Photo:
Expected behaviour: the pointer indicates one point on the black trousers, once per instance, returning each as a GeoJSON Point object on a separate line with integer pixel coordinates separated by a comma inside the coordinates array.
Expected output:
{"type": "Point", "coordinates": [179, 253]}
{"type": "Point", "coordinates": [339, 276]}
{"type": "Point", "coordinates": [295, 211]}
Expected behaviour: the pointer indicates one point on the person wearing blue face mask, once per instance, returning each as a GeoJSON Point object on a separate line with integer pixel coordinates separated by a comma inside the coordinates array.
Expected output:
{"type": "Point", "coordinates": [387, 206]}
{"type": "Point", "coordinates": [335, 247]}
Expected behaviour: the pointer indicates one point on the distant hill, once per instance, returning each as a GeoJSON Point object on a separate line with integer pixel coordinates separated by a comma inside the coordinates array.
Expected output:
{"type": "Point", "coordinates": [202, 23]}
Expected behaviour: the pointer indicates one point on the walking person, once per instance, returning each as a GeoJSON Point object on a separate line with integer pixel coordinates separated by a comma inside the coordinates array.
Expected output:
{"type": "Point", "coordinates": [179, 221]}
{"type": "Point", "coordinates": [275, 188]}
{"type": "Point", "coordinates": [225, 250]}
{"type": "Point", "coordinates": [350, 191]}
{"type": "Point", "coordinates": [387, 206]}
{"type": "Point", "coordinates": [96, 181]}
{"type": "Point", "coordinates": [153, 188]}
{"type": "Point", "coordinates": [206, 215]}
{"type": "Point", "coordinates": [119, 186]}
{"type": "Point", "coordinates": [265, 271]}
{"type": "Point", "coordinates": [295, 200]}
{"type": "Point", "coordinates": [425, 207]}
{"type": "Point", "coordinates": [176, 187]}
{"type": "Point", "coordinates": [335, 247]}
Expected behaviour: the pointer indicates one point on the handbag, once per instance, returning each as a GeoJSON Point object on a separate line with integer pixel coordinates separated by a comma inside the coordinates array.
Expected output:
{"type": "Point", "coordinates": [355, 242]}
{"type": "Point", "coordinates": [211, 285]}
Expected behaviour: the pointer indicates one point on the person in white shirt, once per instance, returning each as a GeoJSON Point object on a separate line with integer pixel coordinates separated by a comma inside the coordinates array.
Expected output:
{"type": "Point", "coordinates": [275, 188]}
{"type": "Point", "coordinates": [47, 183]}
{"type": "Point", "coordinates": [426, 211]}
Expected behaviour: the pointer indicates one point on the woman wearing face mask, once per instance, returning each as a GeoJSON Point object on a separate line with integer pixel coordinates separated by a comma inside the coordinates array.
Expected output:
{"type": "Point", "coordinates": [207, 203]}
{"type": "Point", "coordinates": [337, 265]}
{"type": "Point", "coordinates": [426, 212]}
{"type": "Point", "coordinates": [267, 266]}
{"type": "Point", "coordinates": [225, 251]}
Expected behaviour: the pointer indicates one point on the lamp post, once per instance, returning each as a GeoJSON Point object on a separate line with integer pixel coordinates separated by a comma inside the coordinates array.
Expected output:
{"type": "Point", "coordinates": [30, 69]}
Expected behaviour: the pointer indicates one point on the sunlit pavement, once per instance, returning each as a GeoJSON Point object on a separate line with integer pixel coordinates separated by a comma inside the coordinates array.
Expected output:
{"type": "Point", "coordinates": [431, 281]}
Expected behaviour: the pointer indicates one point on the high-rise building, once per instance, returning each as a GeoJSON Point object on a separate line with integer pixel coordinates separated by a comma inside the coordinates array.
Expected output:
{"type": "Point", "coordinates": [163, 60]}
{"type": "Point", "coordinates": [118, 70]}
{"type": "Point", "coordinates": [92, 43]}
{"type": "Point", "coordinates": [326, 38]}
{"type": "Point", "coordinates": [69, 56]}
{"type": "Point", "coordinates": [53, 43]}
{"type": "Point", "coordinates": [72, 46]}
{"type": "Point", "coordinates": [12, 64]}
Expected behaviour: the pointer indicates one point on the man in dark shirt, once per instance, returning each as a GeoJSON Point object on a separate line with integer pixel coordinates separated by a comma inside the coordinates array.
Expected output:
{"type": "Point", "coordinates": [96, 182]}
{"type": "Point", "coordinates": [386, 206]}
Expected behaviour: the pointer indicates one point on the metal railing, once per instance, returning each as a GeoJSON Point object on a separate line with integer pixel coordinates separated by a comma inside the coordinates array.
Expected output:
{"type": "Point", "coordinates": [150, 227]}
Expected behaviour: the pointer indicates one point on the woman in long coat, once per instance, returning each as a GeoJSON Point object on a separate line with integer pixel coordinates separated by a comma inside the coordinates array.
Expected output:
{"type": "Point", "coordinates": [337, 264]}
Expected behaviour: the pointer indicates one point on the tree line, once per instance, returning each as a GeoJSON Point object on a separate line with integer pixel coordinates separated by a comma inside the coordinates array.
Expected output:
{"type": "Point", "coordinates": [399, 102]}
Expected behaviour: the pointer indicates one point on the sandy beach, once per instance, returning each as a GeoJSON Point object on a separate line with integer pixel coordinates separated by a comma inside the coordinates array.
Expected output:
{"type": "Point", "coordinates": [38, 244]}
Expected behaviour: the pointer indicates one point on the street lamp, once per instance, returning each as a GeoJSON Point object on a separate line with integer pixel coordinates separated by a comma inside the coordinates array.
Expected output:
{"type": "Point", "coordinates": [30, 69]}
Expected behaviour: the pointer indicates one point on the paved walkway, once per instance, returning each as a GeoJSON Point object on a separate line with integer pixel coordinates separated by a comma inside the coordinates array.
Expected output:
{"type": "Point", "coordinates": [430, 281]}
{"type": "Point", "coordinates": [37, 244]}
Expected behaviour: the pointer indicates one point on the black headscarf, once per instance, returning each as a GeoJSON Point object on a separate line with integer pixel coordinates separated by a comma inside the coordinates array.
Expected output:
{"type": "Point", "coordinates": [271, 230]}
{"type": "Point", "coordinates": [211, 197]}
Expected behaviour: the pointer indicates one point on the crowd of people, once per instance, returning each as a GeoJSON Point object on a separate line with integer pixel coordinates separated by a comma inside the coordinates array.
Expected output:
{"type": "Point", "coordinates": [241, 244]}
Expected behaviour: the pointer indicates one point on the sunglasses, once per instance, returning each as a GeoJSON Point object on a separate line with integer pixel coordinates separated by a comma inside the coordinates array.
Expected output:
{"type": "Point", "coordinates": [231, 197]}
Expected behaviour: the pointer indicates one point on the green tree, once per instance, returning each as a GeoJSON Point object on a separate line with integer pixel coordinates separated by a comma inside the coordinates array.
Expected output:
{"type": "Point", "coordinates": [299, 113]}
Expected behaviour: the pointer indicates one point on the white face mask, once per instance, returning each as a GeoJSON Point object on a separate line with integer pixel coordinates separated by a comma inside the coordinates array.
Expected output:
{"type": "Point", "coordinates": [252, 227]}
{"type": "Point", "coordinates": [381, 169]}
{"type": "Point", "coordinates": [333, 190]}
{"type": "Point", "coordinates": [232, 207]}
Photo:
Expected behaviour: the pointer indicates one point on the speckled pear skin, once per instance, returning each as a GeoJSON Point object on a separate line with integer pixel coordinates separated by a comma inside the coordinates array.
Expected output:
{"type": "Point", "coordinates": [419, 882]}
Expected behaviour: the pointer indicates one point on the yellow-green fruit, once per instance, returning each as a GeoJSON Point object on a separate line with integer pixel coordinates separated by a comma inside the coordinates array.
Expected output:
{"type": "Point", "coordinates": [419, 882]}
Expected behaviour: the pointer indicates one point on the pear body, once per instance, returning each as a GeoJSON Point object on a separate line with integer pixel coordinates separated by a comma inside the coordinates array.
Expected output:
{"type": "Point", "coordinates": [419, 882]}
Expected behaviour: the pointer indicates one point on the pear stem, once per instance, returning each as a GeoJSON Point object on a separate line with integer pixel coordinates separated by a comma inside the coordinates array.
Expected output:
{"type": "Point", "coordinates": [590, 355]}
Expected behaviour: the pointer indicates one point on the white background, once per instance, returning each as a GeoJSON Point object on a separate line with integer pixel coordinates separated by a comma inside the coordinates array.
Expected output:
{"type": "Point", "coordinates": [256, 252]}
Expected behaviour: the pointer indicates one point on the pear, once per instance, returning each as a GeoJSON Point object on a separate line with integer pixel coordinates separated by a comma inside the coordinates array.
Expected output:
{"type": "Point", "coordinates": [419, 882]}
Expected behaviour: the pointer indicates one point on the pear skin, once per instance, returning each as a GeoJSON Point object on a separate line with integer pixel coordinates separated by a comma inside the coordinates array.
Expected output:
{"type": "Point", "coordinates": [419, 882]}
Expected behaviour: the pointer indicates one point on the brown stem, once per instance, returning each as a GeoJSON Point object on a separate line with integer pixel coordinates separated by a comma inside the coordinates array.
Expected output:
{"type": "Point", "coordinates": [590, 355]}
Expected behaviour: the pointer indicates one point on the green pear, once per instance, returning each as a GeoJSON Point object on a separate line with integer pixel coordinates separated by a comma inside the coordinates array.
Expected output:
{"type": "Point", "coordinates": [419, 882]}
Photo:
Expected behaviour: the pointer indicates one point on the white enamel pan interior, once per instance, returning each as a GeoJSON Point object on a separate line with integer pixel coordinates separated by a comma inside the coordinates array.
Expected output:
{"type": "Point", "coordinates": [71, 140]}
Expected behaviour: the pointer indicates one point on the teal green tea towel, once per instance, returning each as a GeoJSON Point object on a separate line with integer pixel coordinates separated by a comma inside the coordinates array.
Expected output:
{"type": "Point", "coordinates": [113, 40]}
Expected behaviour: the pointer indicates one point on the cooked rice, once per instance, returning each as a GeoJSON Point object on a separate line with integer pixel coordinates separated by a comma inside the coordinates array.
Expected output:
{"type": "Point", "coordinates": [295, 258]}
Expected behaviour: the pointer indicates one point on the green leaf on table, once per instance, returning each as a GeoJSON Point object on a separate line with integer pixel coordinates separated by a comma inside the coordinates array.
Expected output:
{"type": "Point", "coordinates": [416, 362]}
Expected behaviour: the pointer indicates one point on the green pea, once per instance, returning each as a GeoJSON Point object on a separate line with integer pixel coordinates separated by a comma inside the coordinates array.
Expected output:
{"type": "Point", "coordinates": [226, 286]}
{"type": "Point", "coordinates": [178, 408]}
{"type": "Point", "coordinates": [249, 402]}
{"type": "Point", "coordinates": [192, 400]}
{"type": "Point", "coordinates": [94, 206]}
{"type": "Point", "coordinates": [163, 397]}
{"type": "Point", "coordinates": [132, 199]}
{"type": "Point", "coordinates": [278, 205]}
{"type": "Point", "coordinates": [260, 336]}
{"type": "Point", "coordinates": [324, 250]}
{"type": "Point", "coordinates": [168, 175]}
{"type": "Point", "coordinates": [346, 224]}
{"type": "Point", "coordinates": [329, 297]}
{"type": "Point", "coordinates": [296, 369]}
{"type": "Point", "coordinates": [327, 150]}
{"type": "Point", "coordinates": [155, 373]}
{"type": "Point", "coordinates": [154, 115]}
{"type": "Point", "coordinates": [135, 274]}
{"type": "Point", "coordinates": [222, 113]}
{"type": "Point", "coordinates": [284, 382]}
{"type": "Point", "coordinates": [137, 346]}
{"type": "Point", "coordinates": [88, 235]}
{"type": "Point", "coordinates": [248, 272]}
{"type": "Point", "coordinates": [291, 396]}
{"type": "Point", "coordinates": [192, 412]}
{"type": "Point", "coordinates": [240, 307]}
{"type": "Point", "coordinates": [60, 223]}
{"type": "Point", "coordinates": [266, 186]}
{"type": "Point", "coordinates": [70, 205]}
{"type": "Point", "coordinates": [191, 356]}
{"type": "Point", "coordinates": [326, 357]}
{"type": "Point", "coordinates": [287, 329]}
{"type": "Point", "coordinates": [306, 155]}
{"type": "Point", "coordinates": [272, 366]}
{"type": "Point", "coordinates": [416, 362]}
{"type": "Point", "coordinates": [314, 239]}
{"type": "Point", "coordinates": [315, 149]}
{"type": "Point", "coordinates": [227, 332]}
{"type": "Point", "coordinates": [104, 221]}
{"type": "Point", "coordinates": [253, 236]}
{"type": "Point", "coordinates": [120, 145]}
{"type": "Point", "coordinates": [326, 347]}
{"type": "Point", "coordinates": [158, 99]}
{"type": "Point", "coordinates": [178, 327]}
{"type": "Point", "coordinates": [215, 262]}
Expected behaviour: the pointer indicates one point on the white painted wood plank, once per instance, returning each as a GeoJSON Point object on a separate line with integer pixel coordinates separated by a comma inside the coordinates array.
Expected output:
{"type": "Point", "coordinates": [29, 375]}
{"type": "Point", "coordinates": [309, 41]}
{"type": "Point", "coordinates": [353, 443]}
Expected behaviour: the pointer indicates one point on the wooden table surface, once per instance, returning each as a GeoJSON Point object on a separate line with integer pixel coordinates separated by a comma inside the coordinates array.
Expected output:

The problem: Wherever the string "lamp" occurs in the data, copy the line that holds it.

Reply:
Expected behaviour: the pointer indicates one point on the lamp post, once per instance, returning each as a GeoJSON Point object on a separate line with integer pixel coordinates separated by a comma inside the coordinates array.
Expected behaviour: the pointer indicates one point on the street lamp, once per instance, returning each as a GeoJSON Point object on a separate line with integer pixel coordinates separated by a comma inside the coordinates array.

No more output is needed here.